Ein weiteres Projekt der FH, die Beleuchtung einer Geschäftsfassade, wurde im Rahmen des ICSID-Kongresses im letzten September in Hannover durchgeführt. Die Veranstalter wollten mit den "Designaspekten" auch die Hannoveraner vom weltweit größten Designkongress profitieren lassen und stellten die Innenstadt eine Woche unter das gestalterische Motto: Ein ungewohntes Bild bot sich Passanten, die vom Hauptbahnhof Richtung Georgstraße unterwegs waren. Dort, am Haus mit der Nummer 8, setzten - schon von weitem sichtbar - dynamisch pulsierende Farblichtspiele ein exklusives Lederwarengeschäft effektvoll in Szene.
Hinter der Aufsehen erregenden Inszenierung steckte eine raffinierte Installation. Ziel des Projektes "Licht-Pulsmeter" war, Licht und die spezielle Architektur dieses Geschäfts in Einklang zu bringen. So liefen beispielsweise in der Fensterfassade von innen Lichtbänder, die sich von Rot nach Gelb veränderten. Die Leuchten waren in ein intelligentes Lichtmanagementsystem eingebunden, das den Lichtverlauf nach einer vorprogrammierten Choreographie gezielt steuerte. Die Installation wurde von Studierenden des 2. und 3. Semesters entwickelt, geplant und - mit fachkundiger Unterstützung - selbst montiert. Licht- und Luxmate Steuerungssysteme wurden von Zumtobel Staff gesponsert.

Iska Schönfeld hält die Lichtplanung besonders auf Messen für unverzichtbar: "Ohne Licht gibt es nichts auszustellen. Denn auch eine Tageslichthalle schafft es nicht, ein Produkt so in den Vordergrund zu rücken, dass es sich von der Umgebung abhebt. Licht ist das A und O." Das würde von vielen noch unterschätzt. Häufig würden die Wirkung des Objekts, seine Farbigkeit oder Oberfläche, durch falsche Beleuchtung oder Blenden kaputtgemacht. Das Thema würde immer vielfältiger - auch die Technik. Mit dem Gewinn an Bedeutung käme immer häufiger der Lichtplaner ins Spiel. Um sich den Herausforderungen dieses spannenden Mediums stellen zu können, bräuchte es hervorragend ausgebildete Fachleute.

> **Zu erledigende Aufgaben**
(a) Zähle alle Tätigkeiten auf, die die Studierenden des 2. und 3. Semesters laut dem Textauszug über Lichtplanung an der Installation ausgeführt haben.
(b) Führe den Textauszug über Lichtplanung nach seinem letzten Satz weiter.
Das Material spielt hierfür keine Rolle.

> **Datenabschnitt**
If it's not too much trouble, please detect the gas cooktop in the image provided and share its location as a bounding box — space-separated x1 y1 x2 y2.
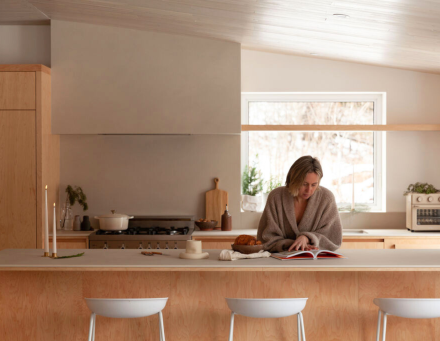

> **Gegebene Antworten**
(a) Sie haben die Installation entwickelt, geplant und mit fachkundiger Unterstützung selbst montiert.

(b)
Gleicher Meinung ist auch der Diplomdesigner Martin Krautter, Pressesprecher der ERCO Leuchten GmbH, Lüdenscheid: "Als führender Produzent anspruchsvoller Lichtwerkzeuge, aber auch als Aussteller auf internationalen Fachmessen, blicken wir auf viele Jahre äußerst erfolgreicher Zusammenarbeit mit professionellen Lichtplanern und -designern zurück. Es ist enorm, wie sehr sich die Aufmerksamkeits- und Erlebnisqualität einer Standarchitektur durch gekonnte Lichtgestaltung noch steigern lässt. Dass nun auch in Deutschland - wie zum Beispiel in den USA schon seit Jahrzehnten - professionelle Ausbildungsgänge für diesen hoch spezialisierten Beruf entstehen, begrüßen wir daher rückhaltlos. Insbesondere, da wir mit vielen der entsprechend engagierten Lehrkräfte wie etwa Professor Andreas Schulz (FH Hildesheim) oder Professor Uwe Belzner (FH Coburg) seit langem intensive Kontakte pflegen und die Ausbildung der zukünftigen Lichtplaner und Lichtdesigner bei ihnen in besten Händen sehen."

Lighting-Designer: ein Beruf mit Zukunft. Durch die breit gefächerte Ausbildung ist es möglich, in vielen Bereichen zu arbeiten. Iska Schönfeld: "Die Absolventen können ins Produktdesign gehen, entweder im Designbüro oder in der Industrie, oder in Lichtplanungsbüros. Eine weitere Möglichkeit bietet die Industrie; je nachdem, wie die Studierenden sich spezialisieren: Wer sich für den technischen Bereich interessiert, geht in die Entwicklung, wer eher eine kaufmännische Ader entwickelt, ins Marketing."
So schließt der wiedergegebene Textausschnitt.